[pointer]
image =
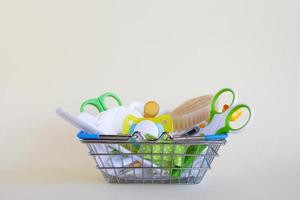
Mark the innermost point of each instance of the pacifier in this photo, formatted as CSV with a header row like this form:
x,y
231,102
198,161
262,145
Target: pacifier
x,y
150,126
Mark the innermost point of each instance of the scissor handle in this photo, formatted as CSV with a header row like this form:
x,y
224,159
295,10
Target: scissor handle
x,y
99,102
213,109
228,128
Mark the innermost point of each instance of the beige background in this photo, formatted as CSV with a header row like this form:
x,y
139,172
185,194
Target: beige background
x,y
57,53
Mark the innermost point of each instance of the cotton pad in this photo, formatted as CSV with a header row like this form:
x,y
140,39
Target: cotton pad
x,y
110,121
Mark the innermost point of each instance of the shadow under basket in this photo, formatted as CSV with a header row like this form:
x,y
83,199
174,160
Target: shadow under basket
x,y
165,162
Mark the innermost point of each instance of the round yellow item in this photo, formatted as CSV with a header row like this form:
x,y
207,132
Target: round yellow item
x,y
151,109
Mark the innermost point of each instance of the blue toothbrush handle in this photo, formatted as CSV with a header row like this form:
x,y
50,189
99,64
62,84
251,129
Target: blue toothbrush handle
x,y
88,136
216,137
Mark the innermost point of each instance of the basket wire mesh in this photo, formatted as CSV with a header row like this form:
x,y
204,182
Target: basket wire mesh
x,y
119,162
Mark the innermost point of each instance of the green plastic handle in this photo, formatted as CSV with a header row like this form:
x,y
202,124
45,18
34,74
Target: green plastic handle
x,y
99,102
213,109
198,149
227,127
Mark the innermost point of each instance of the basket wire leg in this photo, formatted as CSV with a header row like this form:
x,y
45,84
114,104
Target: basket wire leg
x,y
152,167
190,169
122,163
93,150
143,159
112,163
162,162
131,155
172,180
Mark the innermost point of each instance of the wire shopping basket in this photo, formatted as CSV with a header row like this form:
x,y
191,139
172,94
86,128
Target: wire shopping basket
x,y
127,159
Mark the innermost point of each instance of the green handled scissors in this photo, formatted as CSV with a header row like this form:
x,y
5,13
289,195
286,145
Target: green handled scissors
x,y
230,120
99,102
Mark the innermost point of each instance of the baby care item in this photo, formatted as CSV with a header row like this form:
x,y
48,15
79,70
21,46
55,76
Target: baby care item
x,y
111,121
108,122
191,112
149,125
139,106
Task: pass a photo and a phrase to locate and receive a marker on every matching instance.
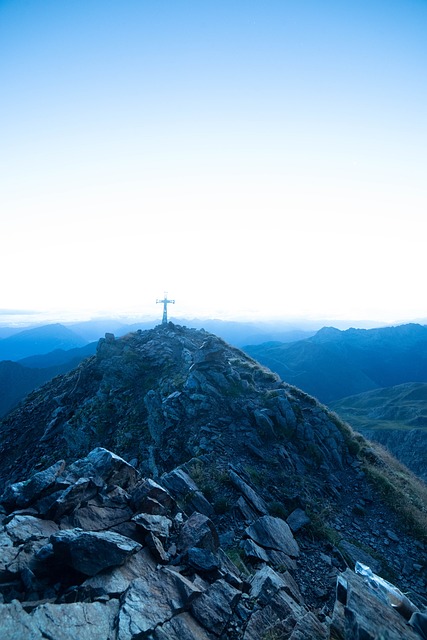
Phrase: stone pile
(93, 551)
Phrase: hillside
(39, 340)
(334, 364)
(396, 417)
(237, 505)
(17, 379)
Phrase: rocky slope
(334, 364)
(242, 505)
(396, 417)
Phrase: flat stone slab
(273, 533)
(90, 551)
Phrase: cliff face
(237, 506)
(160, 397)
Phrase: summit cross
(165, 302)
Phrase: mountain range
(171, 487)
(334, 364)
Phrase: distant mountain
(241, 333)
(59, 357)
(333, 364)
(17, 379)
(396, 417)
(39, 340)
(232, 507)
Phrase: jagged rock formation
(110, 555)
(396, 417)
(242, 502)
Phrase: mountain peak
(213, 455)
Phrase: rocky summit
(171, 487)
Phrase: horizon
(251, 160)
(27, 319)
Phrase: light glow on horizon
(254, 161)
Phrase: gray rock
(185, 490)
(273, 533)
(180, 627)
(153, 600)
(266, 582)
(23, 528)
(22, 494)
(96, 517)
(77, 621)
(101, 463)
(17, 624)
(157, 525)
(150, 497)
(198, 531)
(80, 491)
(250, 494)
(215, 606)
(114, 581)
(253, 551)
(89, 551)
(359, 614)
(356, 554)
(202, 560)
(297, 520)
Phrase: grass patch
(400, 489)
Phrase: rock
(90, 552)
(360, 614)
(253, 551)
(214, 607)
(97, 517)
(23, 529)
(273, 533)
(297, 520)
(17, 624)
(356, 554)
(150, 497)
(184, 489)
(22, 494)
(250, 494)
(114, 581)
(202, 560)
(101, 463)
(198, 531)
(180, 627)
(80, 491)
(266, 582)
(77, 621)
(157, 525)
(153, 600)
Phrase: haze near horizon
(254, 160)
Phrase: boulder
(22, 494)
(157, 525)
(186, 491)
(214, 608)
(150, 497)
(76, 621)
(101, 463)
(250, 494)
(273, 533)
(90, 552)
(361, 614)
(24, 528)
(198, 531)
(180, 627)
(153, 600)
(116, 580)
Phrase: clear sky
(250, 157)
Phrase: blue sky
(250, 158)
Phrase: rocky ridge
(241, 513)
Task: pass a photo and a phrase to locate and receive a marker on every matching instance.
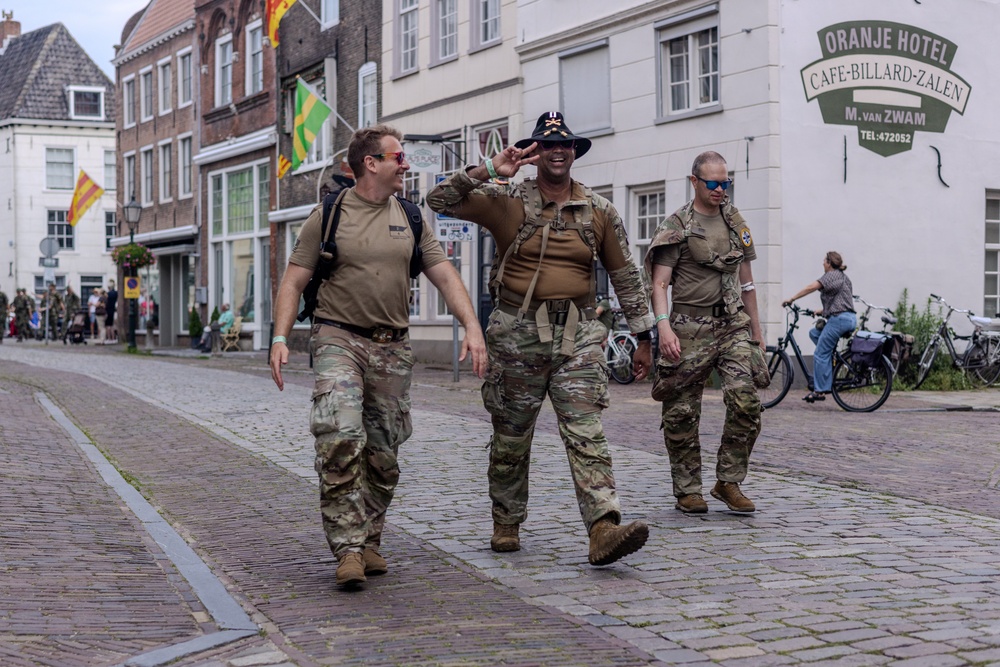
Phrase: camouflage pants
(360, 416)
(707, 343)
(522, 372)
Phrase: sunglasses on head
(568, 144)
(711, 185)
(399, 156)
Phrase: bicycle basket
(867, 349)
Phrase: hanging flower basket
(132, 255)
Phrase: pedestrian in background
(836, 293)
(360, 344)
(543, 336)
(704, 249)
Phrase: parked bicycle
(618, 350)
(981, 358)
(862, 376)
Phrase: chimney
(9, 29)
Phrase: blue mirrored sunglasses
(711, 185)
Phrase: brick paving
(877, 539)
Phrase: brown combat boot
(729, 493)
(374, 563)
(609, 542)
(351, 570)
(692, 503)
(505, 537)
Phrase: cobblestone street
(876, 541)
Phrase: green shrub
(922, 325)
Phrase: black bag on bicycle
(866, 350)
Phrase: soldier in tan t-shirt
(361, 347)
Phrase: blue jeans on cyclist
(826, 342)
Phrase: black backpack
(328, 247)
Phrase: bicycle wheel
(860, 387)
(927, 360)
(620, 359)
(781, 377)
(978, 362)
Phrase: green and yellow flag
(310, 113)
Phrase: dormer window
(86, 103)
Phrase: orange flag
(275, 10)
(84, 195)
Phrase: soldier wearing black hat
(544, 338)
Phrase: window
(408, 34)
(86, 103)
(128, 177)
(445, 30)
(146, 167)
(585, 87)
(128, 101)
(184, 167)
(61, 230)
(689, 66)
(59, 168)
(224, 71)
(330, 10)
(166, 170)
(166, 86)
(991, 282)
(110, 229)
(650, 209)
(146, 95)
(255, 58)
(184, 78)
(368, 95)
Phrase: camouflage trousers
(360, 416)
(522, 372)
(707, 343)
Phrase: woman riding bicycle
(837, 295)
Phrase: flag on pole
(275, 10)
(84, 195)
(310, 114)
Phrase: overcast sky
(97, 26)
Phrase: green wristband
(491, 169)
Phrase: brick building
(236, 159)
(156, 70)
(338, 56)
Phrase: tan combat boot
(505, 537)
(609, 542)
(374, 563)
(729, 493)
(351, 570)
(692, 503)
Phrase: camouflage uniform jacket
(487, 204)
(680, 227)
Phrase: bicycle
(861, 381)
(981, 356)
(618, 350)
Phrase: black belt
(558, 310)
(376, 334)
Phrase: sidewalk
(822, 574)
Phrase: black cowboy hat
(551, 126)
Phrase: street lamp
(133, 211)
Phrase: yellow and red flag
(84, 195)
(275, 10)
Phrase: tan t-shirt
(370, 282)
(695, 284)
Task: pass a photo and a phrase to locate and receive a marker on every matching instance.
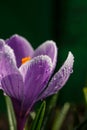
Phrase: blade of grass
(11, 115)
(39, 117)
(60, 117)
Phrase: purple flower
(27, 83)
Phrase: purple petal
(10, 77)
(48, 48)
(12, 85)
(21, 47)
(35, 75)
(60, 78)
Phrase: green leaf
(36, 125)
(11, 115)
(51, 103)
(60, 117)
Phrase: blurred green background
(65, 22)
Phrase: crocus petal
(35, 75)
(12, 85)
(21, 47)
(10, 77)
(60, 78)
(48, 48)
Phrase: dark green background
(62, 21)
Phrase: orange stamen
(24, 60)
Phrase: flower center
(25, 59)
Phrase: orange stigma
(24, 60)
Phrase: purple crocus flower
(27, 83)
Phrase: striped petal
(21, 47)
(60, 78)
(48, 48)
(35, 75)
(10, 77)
.....
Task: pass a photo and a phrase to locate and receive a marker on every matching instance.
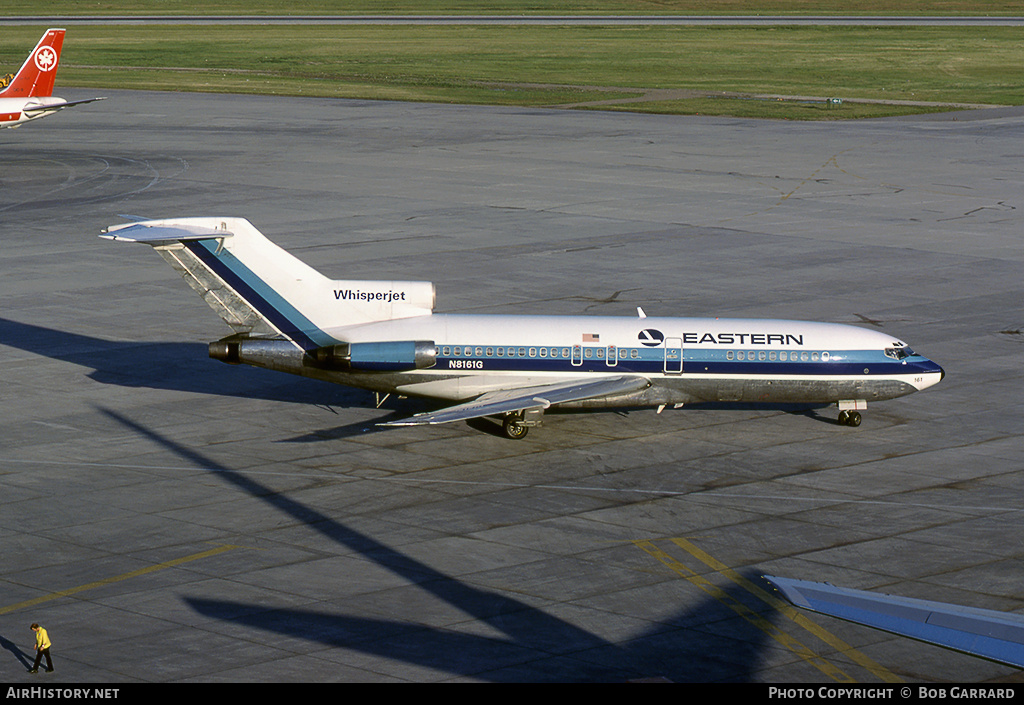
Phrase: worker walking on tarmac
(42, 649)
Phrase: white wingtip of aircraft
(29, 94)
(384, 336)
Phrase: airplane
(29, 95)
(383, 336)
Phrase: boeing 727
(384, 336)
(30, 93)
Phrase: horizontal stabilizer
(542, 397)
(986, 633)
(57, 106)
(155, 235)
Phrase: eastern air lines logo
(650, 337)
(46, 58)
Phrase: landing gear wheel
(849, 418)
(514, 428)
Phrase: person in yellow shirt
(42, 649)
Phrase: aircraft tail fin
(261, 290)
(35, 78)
.....
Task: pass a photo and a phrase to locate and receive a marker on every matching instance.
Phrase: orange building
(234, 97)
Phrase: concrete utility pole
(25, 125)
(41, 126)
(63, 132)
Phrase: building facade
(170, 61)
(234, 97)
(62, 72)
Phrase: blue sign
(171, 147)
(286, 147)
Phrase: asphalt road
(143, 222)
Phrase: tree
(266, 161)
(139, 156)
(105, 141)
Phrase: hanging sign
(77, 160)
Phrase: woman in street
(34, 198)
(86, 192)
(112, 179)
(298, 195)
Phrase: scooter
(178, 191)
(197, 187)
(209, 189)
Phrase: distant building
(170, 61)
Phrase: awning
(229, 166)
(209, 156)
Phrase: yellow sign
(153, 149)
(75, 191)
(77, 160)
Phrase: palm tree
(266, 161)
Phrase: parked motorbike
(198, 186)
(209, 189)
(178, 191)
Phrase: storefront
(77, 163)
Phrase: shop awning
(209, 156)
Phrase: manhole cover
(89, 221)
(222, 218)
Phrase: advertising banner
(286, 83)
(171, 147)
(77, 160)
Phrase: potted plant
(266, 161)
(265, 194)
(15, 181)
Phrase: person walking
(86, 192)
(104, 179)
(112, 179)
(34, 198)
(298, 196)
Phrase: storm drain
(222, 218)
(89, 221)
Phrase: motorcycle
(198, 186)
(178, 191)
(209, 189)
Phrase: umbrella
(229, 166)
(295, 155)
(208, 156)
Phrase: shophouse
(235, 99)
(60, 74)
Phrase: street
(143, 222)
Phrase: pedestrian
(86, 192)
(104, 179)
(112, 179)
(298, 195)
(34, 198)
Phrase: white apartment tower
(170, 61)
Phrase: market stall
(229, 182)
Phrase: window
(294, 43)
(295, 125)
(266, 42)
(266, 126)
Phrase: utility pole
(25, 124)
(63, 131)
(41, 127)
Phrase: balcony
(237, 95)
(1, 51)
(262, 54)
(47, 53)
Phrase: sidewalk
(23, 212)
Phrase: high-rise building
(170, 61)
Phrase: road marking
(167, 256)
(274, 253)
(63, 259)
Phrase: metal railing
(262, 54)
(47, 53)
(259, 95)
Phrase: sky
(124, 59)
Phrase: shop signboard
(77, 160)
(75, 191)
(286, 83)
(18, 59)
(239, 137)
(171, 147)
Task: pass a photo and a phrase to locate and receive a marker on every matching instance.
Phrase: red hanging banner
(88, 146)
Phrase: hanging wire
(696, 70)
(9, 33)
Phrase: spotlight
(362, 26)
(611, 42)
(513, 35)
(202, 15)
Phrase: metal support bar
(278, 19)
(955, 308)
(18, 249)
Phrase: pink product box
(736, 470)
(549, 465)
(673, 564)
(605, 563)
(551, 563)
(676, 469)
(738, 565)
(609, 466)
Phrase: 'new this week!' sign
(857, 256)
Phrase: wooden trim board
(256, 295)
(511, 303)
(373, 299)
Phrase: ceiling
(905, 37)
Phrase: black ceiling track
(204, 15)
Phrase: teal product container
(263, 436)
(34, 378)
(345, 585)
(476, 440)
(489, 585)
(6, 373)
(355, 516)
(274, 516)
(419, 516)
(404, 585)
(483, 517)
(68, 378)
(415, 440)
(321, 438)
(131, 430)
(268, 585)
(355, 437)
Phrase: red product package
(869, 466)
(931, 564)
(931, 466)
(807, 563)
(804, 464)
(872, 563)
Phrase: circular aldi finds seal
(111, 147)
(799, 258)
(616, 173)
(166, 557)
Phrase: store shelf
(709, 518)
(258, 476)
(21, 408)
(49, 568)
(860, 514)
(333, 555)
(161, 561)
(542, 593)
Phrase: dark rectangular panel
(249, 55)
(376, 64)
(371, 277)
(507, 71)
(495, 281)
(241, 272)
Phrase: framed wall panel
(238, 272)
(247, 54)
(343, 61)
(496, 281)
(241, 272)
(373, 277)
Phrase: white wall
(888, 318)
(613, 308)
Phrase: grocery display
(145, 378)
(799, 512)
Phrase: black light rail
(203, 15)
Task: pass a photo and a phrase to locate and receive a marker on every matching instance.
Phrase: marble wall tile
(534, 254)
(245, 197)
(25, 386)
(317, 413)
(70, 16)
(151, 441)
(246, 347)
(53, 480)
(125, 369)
.....
Count the lines in the rows above that contain the word "ceiling", and reply with the number alone.

▶ [WRITTEN REPLY]: 2